• [WRITTEN EXERCISE] Return every line below that contains the string "dark", copying each one in full.
***** SOURCE RECORDS *****
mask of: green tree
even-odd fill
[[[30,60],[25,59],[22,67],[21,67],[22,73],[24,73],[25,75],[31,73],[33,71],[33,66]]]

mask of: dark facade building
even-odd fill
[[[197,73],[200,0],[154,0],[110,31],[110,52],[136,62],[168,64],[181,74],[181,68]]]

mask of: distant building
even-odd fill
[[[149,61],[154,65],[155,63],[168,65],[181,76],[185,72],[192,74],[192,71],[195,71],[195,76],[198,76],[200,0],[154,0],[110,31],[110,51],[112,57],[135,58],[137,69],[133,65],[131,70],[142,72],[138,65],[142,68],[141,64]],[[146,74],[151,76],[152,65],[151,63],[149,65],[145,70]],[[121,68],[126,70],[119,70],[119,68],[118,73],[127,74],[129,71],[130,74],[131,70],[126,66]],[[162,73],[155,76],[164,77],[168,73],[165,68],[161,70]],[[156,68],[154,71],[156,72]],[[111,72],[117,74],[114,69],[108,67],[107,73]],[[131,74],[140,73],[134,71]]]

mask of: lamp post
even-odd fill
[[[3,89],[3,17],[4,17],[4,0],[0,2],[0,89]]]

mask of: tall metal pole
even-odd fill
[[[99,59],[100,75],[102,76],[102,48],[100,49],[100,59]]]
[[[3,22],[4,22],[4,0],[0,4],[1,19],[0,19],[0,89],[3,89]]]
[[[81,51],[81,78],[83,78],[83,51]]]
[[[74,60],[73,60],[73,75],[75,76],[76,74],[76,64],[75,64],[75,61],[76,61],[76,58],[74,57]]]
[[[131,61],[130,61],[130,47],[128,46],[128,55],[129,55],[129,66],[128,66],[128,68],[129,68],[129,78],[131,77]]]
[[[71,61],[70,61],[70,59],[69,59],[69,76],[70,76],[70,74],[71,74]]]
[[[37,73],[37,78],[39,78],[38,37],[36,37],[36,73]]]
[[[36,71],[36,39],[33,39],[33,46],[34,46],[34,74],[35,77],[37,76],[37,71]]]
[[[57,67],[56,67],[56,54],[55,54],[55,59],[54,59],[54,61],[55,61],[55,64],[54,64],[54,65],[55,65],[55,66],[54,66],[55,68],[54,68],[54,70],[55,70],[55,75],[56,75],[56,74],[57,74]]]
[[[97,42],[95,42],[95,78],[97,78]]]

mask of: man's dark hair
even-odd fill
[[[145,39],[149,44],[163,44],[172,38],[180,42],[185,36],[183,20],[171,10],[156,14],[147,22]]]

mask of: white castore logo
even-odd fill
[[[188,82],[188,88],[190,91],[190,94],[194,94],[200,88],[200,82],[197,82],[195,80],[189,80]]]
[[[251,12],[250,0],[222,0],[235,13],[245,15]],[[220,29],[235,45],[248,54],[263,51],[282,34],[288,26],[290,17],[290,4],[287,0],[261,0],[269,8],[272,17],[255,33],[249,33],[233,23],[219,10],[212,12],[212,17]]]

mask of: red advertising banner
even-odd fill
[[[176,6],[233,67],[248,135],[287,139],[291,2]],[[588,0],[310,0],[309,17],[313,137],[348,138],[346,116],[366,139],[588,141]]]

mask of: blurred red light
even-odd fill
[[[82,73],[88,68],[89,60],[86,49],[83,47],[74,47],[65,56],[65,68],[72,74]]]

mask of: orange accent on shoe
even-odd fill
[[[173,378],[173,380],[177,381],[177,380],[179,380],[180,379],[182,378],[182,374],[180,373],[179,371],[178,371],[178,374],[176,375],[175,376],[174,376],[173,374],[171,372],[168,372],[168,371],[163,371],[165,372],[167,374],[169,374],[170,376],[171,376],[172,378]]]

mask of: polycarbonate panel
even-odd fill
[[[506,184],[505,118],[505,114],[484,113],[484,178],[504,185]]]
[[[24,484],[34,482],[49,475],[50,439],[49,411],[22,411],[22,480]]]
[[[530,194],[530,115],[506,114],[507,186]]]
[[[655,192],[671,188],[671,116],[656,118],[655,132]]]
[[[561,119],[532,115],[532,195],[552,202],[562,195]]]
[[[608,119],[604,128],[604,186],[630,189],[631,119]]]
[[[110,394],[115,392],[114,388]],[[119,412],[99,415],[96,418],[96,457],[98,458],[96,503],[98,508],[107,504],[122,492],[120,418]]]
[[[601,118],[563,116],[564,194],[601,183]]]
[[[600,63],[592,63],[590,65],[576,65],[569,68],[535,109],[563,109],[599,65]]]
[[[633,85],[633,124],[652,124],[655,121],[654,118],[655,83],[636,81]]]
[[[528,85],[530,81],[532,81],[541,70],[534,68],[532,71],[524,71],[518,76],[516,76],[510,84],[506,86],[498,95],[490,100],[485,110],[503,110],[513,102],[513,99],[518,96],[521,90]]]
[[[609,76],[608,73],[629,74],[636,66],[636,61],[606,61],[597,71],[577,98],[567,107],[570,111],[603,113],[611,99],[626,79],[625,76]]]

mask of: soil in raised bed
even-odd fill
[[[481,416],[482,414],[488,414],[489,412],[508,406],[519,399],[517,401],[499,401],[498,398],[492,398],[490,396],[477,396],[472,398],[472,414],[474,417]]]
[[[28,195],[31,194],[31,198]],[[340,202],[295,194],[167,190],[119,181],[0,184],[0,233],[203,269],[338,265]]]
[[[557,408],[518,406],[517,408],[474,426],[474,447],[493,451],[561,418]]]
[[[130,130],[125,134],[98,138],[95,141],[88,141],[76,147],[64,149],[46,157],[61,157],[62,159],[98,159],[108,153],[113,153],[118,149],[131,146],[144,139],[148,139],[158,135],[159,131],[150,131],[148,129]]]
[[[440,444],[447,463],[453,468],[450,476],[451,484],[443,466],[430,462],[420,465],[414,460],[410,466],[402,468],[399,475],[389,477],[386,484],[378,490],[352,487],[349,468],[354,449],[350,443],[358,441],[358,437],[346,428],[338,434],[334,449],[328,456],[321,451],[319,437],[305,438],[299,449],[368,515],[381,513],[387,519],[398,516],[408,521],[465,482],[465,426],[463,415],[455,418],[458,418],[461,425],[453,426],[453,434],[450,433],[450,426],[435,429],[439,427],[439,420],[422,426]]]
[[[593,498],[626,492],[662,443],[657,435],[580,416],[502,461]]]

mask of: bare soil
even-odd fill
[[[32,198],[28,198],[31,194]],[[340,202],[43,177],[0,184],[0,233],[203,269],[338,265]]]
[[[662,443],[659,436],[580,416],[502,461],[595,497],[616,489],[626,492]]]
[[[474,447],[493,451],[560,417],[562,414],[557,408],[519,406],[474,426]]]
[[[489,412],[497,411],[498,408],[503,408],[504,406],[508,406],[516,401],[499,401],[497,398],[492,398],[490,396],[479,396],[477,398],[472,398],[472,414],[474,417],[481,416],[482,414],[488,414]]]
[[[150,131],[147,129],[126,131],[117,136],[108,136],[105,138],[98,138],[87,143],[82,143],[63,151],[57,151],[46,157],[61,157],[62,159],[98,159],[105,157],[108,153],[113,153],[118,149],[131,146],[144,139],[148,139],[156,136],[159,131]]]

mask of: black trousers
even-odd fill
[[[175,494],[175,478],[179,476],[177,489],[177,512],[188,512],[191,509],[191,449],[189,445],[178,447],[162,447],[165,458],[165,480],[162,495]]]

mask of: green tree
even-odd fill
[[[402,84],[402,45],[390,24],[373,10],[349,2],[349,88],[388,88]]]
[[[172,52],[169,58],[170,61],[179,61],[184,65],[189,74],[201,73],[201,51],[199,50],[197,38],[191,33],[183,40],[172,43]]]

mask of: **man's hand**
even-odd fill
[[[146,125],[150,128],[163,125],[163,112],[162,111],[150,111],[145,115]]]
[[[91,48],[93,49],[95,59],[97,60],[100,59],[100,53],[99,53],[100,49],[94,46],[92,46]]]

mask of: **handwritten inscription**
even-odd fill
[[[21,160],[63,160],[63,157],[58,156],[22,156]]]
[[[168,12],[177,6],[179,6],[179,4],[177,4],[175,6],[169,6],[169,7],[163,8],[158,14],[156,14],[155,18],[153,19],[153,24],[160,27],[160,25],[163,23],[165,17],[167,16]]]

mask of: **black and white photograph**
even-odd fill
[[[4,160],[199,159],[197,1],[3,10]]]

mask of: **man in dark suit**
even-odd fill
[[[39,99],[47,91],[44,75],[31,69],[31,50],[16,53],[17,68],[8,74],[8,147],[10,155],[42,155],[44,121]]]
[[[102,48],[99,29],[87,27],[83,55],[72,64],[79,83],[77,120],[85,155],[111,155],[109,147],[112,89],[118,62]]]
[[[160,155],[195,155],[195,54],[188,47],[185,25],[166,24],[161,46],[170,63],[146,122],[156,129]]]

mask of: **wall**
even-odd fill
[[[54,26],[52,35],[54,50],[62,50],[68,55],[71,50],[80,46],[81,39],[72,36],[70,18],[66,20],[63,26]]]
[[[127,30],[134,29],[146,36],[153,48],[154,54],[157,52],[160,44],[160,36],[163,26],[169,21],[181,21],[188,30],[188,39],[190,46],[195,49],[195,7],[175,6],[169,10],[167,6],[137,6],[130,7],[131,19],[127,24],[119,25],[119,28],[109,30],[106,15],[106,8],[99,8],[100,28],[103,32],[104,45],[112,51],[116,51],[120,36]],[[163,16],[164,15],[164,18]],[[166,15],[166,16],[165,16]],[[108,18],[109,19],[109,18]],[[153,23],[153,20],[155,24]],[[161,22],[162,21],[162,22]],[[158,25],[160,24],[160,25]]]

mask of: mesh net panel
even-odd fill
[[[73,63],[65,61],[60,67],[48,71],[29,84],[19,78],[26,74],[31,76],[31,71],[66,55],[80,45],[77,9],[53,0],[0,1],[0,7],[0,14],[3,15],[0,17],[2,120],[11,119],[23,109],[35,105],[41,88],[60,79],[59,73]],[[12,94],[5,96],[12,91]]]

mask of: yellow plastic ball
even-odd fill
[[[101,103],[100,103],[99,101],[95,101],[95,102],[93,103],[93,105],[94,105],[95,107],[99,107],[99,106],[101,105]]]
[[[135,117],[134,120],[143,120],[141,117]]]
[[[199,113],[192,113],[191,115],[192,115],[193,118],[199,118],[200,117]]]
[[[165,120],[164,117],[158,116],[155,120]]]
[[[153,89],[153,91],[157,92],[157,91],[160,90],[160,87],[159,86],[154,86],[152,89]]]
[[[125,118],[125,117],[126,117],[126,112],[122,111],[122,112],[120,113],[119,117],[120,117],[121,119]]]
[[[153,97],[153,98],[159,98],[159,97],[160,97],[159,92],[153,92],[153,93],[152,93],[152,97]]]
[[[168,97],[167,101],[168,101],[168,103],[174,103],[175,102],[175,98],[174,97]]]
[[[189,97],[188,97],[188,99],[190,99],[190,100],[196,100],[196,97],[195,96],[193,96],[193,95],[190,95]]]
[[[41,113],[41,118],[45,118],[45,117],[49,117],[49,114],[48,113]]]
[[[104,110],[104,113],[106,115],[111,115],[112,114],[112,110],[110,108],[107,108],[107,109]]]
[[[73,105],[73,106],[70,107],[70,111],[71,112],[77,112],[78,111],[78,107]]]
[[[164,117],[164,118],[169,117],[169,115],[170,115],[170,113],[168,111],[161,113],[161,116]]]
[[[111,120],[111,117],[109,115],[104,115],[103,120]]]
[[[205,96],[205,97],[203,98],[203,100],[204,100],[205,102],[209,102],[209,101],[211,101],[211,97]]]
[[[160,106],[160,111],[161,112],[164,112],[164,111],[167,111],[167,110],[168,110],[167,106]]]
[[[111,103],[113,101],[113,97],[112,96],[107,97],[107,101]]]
*****
• [FULL SOLUTION]
mask of: dark facade building
mask of: man's dark hair
mask of: **man in dark suit**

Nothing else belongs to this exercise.